### Records for this exercise:
◆ ◆ ◆

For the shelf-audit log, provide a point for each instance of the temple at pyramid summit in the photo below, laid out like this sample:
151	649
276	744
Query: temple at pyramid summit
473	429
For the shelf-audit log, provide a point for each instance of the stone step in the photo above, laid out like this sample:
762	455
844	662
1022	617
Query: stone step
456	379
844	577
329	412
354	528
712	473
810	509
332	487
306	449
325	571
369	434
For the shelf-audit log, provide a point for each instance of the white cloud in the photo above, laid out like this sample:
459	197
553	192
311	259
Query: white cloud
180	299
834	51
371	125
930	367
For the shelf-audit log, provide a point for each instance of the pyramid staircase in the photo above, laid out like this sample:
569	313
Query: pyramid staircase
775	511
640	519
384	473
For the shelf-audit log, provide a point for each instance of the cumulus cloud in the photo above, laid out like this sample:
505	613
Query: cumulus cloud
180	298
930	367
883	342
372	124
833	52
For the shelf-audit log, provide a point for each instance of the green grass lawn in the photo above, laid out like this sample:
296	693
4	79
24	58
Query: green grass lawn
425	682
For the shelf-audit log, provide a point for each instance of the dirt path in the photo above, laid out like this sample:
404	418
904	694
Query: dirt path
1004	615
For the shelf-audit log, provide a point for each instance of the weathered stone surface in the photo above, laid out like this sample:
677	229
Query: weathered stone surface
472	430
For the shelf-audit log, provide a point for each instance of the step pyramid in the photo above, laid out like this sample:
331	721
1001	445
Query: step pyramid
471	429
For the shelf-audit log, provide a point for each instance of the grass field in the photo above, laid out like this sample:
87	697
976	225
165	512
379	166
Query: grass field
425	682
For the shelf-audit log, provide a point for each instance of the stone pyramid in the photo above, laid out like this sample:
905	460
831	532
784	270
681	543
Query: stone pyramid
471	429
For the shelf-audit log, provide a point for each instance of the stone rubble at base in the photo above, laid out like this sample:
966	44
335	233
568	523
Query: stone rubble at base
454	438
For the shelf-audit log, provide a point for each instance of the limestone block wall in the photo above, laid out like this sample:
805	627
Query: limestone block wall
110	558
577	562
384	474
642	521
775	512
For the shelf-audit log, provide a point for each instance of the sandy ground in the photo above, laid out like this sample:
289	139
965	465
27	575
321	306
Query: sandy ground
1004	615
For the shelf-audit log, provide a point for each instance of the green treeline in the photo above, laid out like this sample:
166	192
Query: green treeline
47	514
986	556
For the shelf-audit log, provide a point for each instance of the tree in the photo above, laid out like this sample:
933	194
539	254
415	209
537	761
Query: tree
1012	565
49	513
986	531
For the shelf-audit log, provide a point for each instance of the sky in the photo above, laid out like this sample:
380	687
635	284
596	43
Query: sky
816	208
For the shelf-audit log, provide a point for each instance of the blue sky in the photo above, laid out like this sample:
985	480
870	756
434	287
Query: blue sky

◆ ◆ ◆

### What the exercise asks:
Please write out the material above again, swapping each "shelf-audit log" for "inventory record" and changing nothing else.

### Answer to the task:
For the inventory record, provide a point for each instance of the temple at pyramid summit in the photo below, laid out like this sample:
151	649
276	744
Query: temple at pyramid summit
473	429
For the inventory record, provide a point for each instance of the stone step in the photo above, laid out like this sample:
762	455
844	662
1022	617
Query: stone step
456	379
844	577
329	412
354	528
712	473
810	509
332	487
306	449
325	571
369	434
For the inventory record, provide a point for each instance of the white cloud in the photo above, laid out like this sample:
459	197
553	192
311	259
Query: white cloud
180	299
834	51
371	125
930	367
For the inventory record, provide a point for each instance of the pyramid staircase in the photo above, laid out like this sample:
569	313
Query: pyramid staircase
775	511
640	519
384	473
For the inventory record, provide a point for each instance of the cumulus cloud in the photo above, laid out like this sample:
505	613
Query: cumulus cloud
180	298
930	367
883	342
372	124
833	52
For the inventory record, provide a point for each instance of the green grass lawn in the photo above, laid out like this sample:
296	693
4	79
24	58
Query: green grass lawn
425	682
For the inventory record, provide a point for each instance of the dirt path in the photo above, laid out like this sample:
404	418
904	694
Query: dirt path
1004	615
For the inventory record, provide a point for each instance of the weathered stone surface in the photo above, laid out like this sample:
677	229
Query: weathered stone surface
472	430
For the inventory record, provide a point for each instance of the step pyramid in the photo above, laid out like this sample:
331	721
1001	445
Query: step pyramid
471	429
For the inventory record, provide a point for each instance of the grass field in the photo above, laid out like this sample:
87	697
976	225
165	512
379	166
Query: grass field
425	682
For the inventory record, provide a point for each instance of the stone pyramid in the photo above, laid out like this sample:
905	460
831	532
784	270
681	543
Query: stone pyramid
471	429
For the inventory record, provide a point for each instance of the stone rubble at base in the photo above, laid out like this sample:
966	44
335	233
568	523
Query: stone rubble at base
454	438
For the inventory record, provide a point for each instance of the limestone block wall in the photo above, laid out like this sample:
805	627
Query: limestone block wall
110	558
577	562
384	474
642	521
775	512
For the inventory record, provide a point for each instance of the sandy ground in the photo above, laid out like this sample:
289	139
965	465
27	575
321	306
Query: sandy ground
1004	615
For the inventory record, provide a point for each instance of the green treeline in the photo above, laid out like this sample:
166	192
Query: green treeline
47	514
986	556
For the inventory record, provide a point for each instance of the tree in the photo above, laid out like this sample:
933	194
539	254
415	209
537	761
Query: tree
1012	565
49	513
986	531
For the inventory record, provide a point for each instance of the sky in the photo above, laid out like this sample:
380	687
635	284
596	43
Query: sky
816	208
For the inventory record, provide a point for each instance of the blue sky in the photo above, laid out like this sample:
985	480
870	756
434	287
Query: blue sky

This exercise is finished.